→ EXERCISE INSTRUCTIONS:
Every line from the one with "A single marker falls on each instance of the snow bank" to the end of the listing below must be printed exactly, with no other text and no pictures.

→ EXTRACTED RECORDS:
:::
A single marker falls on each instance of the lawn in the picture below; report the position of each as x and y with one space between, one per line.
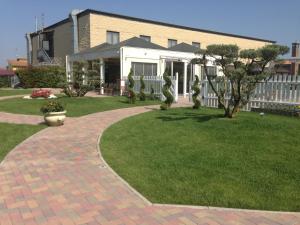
74 106
196 157
10 92
13 134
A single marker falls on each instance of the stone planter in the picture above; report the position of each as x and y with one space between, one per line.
55 118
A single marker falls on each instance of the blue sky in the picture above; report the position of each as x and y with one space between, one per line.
268 19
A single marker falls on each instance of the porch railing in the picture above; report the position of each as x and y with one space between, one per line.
156 82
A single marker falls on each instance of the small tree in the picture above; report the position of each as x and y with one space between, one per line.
152 95
131 93
81 82
242 70
142 89
196 93
166 91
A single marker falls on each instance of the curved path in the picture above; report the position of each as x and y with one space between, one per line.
58 177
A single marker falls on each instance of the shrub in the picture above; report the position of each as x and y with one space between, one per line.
196 93
40 93
142 90
82 82
131 93
42 77
166 91
4 81
52 106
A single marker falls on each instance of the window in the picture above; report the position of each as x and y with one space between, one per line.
196 44
146 38
112 37
171 43
211 70
146 69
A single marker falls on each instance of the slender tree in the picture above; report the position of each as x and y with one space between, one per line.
152 96
242 70
169 99
196 93
131 93
142 89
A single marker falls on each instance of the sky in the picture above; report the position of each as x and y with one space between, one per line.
268 19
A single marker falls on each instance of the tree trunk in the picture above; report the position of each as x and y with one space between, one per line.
231 111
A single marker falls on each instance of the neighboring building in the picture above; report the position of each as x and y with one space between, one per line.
86 29
17 64
290 66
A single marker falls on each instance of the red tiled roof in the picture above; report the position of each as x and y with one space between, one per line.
4 72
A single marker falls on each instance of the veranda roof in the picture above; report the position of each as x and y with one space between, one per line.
184 47
5 72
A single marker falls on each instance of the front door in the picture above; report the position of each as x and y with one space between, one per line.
178 67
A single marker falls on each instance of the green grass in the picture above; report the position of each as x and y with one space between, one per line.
185 156
13 134
10 92
74 106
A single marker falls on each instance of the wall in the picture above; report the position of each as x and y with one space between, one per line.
84 32
130 54
159 33
63 39
62 42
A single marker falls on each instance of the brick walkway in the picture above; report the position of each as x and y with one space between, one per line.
57 177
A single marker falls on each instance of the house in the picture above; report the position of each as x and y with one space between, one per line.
17 64
88 28
119 43
290 65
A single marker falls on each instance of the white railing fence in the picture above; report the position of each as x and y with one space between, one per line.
278 89
156 82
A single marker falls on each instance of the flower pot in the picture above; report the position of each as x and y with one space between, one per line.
55 118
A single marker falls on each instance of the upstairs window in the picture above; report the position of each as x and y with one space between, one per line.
196 44
171 43
146 38
112 37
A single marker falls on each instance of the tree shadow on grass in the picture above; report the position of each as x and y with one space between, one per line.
198 117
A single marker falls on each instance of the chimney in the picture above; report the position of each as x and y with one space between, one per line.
295 49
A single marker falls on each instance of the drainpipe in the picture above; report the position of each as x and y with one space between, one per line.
73 16
29 48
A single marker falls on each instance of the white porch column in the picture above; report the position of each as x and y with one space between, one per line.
102 75
68 69
185 79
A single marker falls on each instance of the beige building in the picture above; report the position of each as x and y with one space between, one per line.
86 29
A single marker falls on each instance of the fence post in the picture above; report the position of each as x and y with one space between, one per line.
176 87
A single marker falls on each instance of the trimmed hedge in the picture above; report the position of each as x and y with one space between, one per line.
42 77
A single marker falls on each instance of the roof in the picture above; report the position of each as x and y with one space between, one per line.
138 43
184 47
91 11
5 72
20 62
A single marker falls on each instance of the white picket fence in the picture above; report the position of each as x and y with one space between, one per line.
279 89
156 82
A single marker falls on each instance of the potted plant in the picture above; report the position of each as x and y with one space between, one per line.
54 113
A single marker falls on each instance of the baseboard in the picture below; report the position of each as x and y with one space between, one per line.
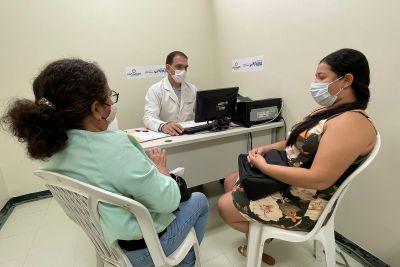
358 253
353 250
6 211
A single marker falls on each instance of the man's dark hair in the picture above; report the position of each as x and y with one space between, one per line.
172 55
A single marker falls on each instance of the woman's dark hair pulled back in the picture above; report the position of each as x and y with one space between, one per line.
64 92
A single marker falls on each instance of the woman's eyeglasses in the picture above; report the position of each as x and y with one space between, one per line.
114 96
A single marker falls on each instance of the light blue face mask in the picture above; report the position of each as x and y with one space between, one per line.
321 95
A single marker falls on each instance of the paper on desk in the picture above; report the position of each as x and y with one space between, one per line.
187 124
144 134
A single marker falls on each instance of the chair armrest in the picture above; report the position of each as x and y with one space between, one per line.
178 171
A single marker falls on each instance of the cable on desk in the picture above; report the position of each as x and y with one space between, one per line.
284 127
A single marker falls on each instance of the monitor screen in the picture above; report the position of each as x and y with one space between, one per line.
215 104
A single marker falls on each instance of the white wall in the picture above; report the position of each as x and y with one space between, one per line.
4 196
293 36
116 34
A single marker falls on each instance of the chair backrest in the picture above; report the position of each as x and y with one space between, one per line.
330 209
80 201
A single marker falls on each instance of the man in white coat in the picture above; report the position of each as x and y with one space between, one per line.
172 99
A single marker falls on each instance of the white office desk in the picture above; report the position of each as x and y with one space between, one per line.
210 156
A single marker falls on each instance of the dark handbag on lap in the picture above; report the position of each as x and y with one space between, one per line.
256 184
185 193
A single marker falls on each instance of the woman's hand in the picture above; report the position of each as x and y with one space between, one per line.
256 161
258 150
159 158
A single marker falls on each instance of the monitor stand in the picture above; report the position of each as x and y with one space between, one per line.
220 124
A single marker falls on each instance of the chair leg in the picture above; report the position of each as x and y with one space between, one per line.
255 245
100 262
327 238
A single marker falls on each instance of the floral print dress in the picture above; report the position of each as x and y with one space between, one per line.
295 208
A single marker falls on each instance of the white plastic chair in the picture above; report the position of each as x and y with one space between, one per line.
323 231
81 201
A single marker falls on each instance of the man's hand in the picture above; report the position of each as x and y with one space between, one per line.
172 128
159 158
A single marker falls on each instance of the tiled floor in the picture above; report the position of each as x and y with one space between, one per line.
39 234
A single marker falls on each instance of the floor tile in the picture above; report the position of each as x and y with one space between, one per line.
15 247
219 261
14 263
61 257
55 236
21 224
42 235
209 248
85 253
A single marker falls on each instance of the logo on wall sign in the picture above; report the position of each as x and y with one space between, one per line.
133 73
236 66
256 63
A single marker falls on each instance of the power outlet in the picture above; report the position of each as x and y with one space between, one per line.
319 253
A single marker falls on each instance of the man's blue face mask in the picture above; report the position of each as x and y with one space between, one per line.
321 95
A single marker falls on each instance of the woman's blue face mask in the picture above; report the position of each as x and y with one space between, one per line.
321 95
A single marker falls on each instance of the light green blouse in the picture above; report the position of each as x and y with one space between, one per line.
114 161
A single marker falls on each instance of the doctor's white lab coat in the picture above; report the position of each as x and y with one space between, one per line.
162 105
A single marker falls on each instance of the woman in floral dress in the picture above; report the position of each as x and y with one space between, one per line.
322 150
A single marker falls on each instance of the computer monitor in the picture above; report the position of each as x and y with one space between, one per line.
217 105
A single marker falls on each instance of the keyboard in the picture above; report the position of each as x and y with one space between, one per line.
198 128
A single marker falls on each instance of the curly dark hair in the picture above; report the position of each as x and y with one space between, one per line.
341 62
64 92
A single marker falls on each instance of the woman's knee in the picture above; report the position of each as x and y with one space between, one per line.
230 181
223 205
199 199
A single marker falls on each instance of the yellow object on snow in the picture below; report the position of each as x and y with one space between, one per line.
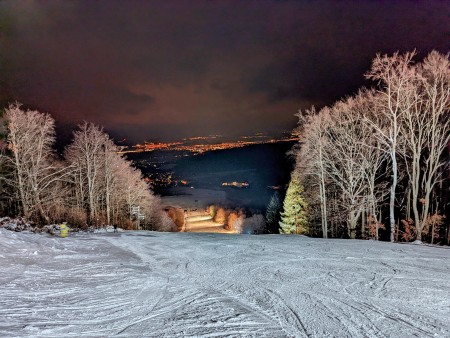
64 229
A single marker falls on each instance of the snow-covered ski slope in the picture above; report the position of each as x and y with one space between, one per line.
142 284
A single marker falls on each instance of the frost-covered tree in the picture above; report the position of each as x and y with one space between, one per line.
294 218
37 175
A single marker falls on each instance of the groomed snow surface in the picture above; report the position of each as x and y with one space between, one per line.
143 284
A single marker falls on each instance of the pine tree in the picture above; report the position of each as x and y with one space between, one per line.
273 212
294 217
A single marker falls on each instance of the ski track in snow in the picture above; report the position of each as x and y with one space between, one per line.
145 284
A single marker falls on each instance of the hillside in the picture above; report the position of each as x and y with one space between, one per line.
185 284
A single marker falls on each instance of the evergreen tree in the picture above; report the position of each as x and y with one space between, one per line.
294 216
273 212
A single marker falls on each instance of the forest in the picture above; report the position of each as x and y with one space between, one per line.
90 185
376 164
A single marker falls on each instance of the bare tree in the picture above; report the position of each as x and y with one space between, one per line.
425 131
31 135
86 155
393 74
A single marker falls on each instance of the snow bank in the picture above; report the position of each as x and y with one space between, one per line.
185 284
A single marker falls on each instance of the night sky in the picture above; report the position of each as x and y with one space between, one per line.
162 70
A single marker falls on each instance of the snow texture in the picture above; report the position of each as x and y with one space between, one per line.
143 284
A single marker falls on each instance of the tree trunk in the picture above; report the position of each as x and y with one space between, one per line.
392 197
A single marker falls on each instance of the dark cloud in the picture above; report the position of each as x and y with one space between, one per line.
165 69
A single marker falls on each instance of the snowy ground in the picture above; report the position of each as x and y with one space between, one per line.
185 284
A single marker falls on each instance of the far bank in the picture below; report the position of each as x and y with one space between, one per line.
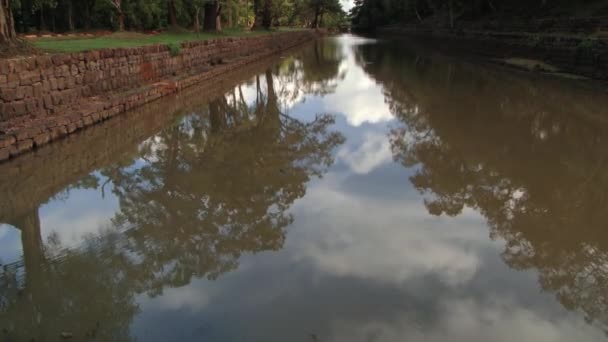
:::
→ EXERCISE OUTPUT:
A single marker falls on each instance of the snow bank in the picture above; report the position of each as x and y with one space between, one per line.
185 284
A single marker falls on each instance of the night sky in the picture above; report the position of each as x and y with one space between, one per line.
162 70
A single marker falls on each instance of the snow texture in the picture above; report the position of each as x and y with one space between, one per line.
143 284
A single marker falls on each instance of the tree trunk in the picture above; report the position of each as x and y with one space between, one per line.
392 197
A single marker falls on each instance of the dark cloud in the picture above; report the position of each as x and y with one space between, one per line.
165 69
A single marker falls on each instance of the snowy ground in the picture above; report the position of each as x and y with one space between, one per line.
185 284
A single marker falls on each instance of the far bank in the picture below; report the position of each as x and y with one space between, one per line.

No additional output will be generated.